A sympathizer and secret member of the fascist Iron Guard movement, he was also the royal commissioner involved in the 1934 acquittal of Guard leader Corneliu Zelea Codreanu. Petrovicescu was assigned his ministerial position by Codreanu's successor Horia Sima, serving as one of the main Iron Guardists in the conflicted cabinet headed by Ion Antonescu. In this capacity, he helped Sima obtain control of an armed structure, and, taking the party's side during the Legionnaires' rebellion of 1941, helped organize it in combat against Antonescu.

Captured and tried, Petrovicescu spent the longer part of World War II in confinement or house arrest. He was retried for war crimes two years after the King Michael Coup, and sentenced to life imprisonment. He died in Aiud prison almost two years after a Romanian communist regime had been established.

SHORT PROBLEM:
Print, word for word, the part of the Petrovicescu passage that opens with the words "Captured and tried, Petrovicescu" and closes with "had been established.".

EXTRACTED DATA:
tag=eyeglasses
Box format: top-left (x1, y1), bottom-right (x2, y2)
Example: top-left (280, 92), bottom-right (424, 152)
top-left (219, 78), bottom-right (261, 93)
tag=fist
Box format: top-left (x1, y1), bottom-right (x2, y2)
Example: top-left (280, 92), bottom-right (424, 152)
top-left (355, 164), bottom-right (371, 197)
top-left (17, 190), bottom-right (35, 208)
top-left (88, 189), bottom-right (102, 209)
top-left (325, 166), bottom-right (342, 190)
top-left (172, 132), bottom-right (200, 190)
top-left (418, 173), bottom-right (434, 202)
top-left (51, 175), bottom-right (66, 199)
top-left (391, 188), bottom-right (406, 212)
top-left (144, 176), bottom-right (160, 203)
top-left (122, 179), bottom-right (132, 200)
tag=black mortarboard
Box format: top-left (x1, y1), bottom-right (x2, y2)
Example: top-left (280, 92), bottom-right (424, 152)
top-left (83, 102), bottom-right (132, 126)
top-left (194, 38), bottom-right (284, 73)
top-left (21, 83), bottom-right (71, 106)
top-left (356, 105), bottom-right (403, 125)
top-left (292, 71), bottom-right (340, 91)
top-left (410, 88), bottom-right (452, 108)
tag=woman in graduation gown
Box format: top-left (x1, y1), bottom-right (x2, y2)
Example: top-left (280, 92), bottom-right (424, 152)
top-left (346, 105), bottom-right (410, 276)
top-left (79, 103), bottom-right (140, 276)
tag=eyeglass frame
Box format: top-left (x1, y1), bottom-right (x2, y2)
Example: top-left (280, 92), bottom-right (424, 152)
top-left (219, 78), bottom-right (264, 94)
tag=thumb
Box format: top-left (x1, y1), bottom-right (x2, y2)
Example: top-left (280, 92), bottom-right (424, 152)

EXPECTED ANSWER:
Captured and tried, Petrovicescu spent the longer part of World War II in confinement or house arrest. He was retried for war crimes two years after the King Michael Coup, and sentenced to life imprisonment. He died in Aiud prison almost two years after a Romanian communist regime had been established.